## [Directions]
Filter the data below for the string "Referring" and copy each matching line.

## [Exercise input]
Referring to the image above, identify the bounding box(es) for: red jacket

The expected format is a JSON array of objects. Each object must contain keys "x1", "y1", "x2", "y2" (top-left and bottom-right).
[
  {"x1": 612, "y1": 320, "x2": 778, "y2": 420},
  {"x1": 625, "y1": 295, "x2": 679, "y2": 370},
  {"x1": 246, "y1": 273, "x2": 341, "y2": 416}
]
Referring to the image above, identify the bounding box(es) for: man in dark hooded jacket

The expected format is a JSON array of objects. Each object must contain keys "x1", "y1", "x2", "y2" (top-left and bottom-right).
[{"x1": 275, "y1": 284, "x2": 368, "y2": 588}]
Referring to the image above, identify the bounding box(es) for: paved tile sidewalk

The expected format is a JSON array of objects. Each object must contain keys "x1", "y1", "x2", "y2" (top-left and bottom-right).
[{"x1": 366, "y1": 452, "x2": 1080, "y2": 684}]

## [Response box]
Referring to the image above, identify the bounding box(es) for: red jacket
Referring to the image above, identify the bounding box(es) for: man in dark hooded jacket
Referring to the image above, identify the bounding box(es) for: paved tile sidewalk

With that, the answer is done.